▸ GIVEN ENTRIES
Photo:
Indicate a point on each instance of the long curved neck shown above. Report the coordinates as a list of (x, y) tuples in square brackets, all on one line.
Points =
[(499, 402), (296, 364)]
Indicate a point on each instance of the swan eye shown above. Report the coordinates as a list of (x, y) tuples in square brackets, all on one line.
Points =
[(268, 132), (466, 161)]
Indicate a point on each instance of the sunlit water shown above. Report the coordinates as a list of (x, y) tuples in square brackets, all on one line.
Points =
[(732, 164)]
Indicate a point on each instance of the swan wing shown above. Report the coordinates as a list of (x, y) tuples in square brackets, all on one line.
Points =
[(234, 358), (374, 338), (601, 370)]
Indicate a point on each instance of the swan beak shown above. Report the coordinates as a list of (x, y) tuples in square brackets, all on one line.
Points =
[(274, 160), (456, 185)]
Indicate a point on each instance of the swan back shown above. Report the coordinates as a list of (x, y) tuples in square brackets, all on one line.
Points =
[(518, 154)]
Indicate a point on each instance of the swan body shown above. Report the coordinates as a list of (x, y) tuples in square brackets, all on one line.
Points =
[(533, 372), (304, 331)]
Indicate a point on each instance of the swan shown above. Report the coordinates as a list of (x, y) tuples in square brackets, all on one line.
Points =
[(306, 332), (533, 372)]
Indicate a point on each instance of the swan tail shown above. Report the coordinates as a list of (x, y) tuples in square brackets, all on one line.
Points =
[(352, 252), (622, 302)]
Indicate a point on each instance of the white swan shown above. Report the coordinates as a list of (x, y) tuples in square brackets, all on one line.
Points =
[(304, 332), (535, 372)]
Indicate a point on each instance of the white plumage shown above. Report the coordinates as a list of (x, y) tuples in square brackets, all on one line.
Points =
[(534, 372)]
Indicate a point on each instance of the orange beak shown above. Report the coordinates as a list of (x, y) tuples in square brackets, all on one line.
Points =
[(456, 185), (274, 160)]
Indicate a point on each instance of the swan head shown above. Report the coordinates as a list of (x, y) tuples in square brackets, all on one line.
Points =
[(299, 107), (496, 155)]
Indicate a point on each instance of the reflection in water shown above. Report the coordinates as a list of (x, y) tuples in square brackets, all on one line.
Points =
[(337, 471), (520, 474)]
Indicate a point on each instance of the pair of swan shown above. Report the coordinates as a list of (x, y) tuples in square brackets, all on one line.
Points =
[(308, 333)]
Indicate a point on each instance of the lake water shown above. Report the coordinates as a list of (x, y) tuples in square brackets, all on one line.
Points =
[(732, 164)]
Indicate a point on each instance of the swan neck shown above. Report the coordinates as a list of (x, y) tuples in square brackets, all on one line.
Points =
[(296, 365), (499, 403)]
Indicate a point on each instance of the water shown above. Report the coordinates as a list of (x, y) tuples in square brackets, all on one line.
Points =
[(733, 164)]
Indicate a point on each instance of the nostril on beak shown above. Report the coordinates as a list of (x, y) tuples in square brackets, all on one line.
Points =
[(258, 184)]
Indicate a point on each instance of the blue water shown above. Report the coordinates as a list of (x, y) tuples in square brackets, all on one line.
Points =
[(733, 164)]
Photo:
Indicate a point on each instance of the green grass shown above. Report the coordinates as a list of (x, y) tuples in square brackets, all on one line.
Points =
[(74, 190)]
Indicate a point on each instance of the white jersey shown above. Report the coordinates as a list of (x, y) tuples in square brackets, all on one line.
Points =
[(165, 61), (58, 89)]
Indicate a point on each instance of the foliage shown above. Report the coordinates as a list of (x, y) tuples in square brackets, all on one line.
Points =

▸ WRITTEN TASK
Rewrite the lines above as a numbered list, leaving out any blank lines.

▸ PROBLEM SOLUTION
1. Photo:
2. Indicate a point on each instance of the long curved neck shown above. Report the coordinates as a list of (x, y) tuples in square brackets, all on one line.
3. Points =
4. [(499, 402), (296, 364)]
5. Indicate a point on each instance of the swan eye shown above. Report the coordinates as a list of (x, y) tuples in square brackets, all on one line.
6. Points =
7. [(268, 132), (466, 161)]
8. Indicate a point on each instance of the sunlit water shown above. Report the coordinates as a list of (x, y) tuples in square brackets, all on one line.
9. Points =
10. [(732, 164)]
11. Indicate a point on each instance of the swan wing shown above. Report the coordinates as a list of (x, y) tuples in square brackets, all on one line.
12. Points =
13. [(234, 358), (374, 338), (601, 370)]
14. Indicate a point on each instance of the swan beak shown above. Report the coordinates as a list of (x, y) tuples in square brackets, all on one line.
15. Points =
16. [(274, 160), (456, 185)]
17. Indicate a point on each instance of the swan back shown above. Report the coordinates as a list of (x, y) tuples in square brackets, all on one line.
18. Points =
19. [(518, 154)]
20. Indicate a point on each instance of the swan body shown above. Report the coordinates as a list of (x, y) tuples in square brackets, all on one line.
21. Points =
22. [(533, 372), (304, 331)]
23. Indicate a point on each instance of the swan shown above. Report the coordinates as a list of (x, y) tuples in square brackets, all on one line.
24. Points =
25. [(306, 332), (533, 372)]
26. Indicate a point on each instance of the swan tail shown above. Report the coordinates as a list of (x, y) tuples in square brackets, all on one line.
27. Points =
28. [(352, 252), (622, 302)]
29. Indicate a point on each instance of the white swan shown above. Report the coordinates as a list of (x, y) tuples in square brackets, all on one line.
30. Points =
31. [(304, 332), (535, 372)]
32. Indicate a point on each instance of the white plumage shown above. Report the coordinates as a list of (x, y) tuples in square brackets, all on one line.
33. Points =
34. [(534, 372)]
35. Indicate a point on each instance of the orange beak shown above. Report the coordinates as a list of (x, y) tuples in square brackets, all on one line.
36. Points =
37. [(456, 185), (274, 160)]
38. Indicate a point on each instance of the swan head shown above. Report the coordinates as a list of (x, y) tuples in square brackets, all on one line.
39. Points =
40. [(299, 107), (496, 155)]
41. Indicate a point on each instance of the reflection in water shown above. Report the coordinates as a list of (x, y) tuples in square brackets, all on one line.
42. Points =
43. [(337, 471), (520, 474)]
44. Indicate a point on each instance of the pair of swan shown above. Report the coordinates as a list of (x, y) tuples in square brackets, all on one line.
45. Points =
46. [(308, 333)]
47. Indicate a point on each instance of the lake water shown above. Report the coordinates as a list of (x, y) tuples in square brackets, all on one line.
48. Points =
49. [(732, 164)]
50. Indicate a point on each instance of the swan neck shown above. Report the coordinates as a list of (x, y) tuples in square brackets, all on one line.
51. Points =
52. [(296, 365), (499, 403)]
53. Indicate a point on each instance of the water shown above. Report the coordinates as a list of (x, y) tuples in square brackets, all on one line.
54. Points =
55. [(733, 164)]
56. Indicate a point on each instance of the nostril on beak shown above. Report the coordinates as a list of (x, y) tuples in square brackets, all on one line.
57. Points =
58. [(258, 184)]
59. Indicate a point on each instance of the blue water shown above. Report the coordinates as a list of (x, y) tuples in square brackets, all on one line.
60. Points =
61. [(733, 164)]
62. Photo:
63. Indicate a point on each instance of the green grass shown above. Report the coordinates as a list of (x, y) tuples in square brackets, all on one line.
64. Points =
65. [(74, 190)]
66. Indicate a point on each instance of the white jersey shown above. Report the coordinates as a list of (x, y) tuples in square brackets, all on one line.
67. Points =
68. [(165, 61), (58, 89)]
69. Indicate a point on each instance of the foliage shown above. Report the coordinates as a list of (x, y) tuples in square brackets, all on one line.
70. Points =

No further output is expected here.